- **Work required**: Restate exactly, and only, the lines from the one containing "The function MUST provide one marker per instance of the calm" through the end of the entries, keeping both endpoints.

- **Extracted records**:

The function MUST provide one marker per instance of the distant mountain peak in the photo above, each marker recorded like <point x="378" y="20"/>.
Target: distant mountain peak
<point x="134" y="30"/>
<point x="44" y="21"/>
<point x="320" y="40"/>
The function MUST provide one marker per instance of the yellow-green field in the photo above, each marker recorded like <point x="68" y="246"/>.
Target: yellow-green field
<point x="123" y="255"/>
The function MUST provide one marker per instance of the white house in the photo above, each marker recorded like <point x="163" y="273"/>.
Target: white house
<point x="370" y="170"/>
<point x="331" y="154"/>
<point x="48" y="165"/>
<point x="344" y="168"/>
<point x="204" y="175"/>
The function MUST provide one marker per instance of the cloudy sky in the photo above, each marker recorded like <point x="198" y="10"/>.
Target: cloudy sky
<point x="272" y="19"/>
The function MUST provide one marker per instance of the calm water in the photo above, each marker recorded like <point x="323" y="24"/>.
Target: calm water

- **Reply to the task**:
The function MUST provide one marker per instance of the calm water in the photo above, each marker recorded like <point x="323" y="24"/>.
Target: calm water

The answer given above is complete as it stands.